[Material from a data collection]
--- --- ---
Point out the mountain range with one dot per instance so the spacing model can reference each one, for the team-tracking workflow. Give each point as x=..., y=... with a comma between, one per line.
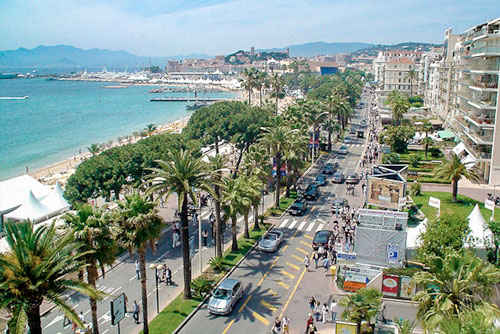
x=64, y=56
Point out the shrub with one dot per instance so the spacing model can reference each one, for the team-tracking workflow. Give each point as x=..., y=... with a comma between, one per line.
x=416, y=189
x=414, y=159
x=217, y=263
x=390, y=158
x=201, y=286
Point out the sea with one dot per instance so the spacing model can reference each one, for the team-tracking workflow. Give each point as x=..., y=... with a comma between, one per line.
x=60, y=118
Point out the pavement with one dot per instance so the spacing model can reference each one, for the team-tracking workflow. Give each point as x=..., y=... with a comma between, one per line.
x=122, y=278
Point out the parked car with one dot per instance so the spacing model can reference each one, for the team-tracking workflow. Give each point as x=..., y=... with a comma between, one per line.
x=338, y=177
x=338, y=203
x=321, y=180
x=298, y=208
x=271, y=241
x=329, y=168
x=225, y=296
x=321, y=238
x=342, y=150
x=352, y=178
x=312, y=192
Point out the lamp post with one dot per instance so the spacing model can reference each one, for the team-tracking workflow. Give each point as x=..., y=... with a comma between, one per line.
x=156, y=268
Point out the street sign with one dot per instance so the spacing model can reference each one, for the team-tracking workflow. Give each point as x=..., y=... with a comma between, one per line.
x=118, y=309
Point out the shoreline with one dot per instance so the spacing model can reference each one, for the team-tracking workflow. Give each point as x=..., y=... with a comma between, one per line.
x=60, y=171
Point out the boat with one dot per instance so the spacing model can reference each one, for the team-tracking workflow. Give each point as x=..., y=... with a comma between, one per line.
x=14, y=97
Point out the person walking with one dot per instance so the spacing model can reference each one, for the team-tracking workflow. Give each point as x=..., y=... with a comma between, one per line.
x=325, y=311
x=286, y=325
x=204, y=236
x=334, y=309
x=135, y=313
x=306, y=262
x=138, y=269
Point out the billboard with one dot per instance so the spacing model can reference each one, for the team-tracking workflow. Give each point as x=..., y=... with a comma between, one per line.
x=385, y=193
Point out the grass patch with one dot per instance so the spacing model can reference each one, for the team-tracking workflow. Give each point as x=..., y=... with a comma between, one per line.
x=462, y=208
x=175, y=312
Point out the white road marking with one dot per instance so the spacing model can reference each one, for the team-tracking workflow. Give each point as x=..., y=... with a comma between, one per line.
x=301, y=226
x=284, y=223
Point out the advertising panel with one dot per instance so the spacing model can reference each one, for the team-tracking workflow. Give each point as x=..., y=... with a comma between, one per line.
x=345, y=328
x=390, y=285
x=407, y=288
x=385, y=193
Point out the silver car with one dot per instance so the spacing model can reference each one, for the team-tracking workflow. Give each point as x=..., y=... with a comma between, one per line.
x=225, y=296
x=271, y=241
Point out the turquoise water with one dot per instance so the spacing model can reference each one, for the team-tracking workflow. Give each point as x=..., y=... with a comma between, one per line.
x=61, y=117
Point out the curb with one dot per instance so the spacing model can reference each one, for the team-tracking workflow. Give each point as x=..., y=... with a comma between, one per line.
x=190, y=315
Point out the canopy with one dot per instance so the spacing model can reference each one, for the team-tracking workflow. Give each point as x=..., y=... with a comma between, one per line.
x=446, y=134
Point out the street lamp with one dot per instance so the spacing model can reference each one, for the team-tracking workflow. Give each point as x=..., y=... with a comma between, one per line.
x=156, y=268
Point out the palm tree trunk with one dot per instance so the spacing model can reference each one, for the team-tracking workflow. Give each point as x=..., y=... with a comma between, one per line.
x=278, y=179
x=256, y=217
x=454, y=191
x=186, y=261
x=144, y=291
x=234, y=246
x=92, y=278
x=33, y=315
x=247, y=232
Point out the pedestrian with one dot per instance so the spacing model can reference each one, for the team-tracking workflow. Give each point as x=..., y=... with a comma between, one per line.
x=138, y=269
x=277, y=326
x=316, y=258
x=325, y=311
x=317, y=311
x=135, y=314
x=312, y=303
x=334, y=309
x=286, y=325
x=204, y=235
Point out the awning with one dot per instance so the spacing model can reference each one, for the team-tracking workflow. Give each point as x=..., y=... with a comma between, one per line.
x=446, y=134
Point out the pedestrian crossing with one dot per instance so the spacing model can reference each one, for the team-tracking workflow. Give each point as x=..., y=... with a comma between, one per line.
x=305, y=225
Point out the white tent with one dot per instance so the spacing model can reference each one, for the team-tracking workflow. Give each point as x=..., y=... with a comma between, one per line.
x=478, y=229
x=412, y=237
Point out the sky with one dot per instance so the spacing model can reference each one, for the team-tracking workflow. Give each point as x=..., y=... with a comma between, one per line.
x=175, y=27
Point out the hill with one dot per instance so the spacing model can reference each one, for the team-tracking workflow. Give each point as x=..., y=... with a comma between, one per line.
x=68, y=56
x=320, y=48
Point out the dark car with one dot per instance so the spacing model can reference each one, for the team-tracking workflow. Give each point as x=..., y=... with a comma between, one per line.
x=321, y=180
x=312, y=192
x=338, y=177
x=298, y=208
x=352, y=178
x=338, y=204
x=321, y=238
x=329, y=168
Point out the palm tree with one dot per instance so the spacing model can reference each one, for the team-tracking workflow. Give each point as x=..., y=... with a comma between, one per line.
x=181, y=174
x=277, y=85
x=456, y=284
x=361, y=306
x=94, y=149
x=91, y=229
x=150, y=129
x=411, y=75
x=138, y=225
x=234, y=203
x=276, y=139
x=453, y=170
x=38, y=267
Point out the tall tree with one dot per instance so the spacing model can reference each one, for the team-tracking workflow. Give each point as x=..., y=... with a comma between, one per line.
x=38, y=266
x=453, y=170
x=182, y=174
x=138, y=224
x=93, y=231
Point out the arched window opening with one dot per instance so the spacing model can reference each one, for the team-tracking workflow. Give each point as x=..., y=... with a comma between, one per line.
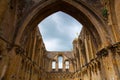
--- --- ---
**DIRECTION:** Reproduce verbatim everything from the start of the material down to and including the line containing "x=60, y=118". Omit the pictures from your reply.

**THE COMPLETED TASK:**
Point out the mountain range with one dot per instance so the spacing model can reference each one, for the team-tracking workflow. Give each point as x=..., y=... with a comma between, one per line.
x=64, y=56
Point out the shrub with one dot per instance so the spacing model can reference each one, for the team-tracking workflow. Give each point as x=..., y=... with a comma between, one per line.
x=416, y=189
x=414, y=159
x=217, y=263
x=390, y=158
x=201, y=286
Point out the sea with one dot per instance so the spacing model can reference each one, for the team-tracking workflow. Give each point as x=..., y=... with a comma between, one per line.
x=60, y=118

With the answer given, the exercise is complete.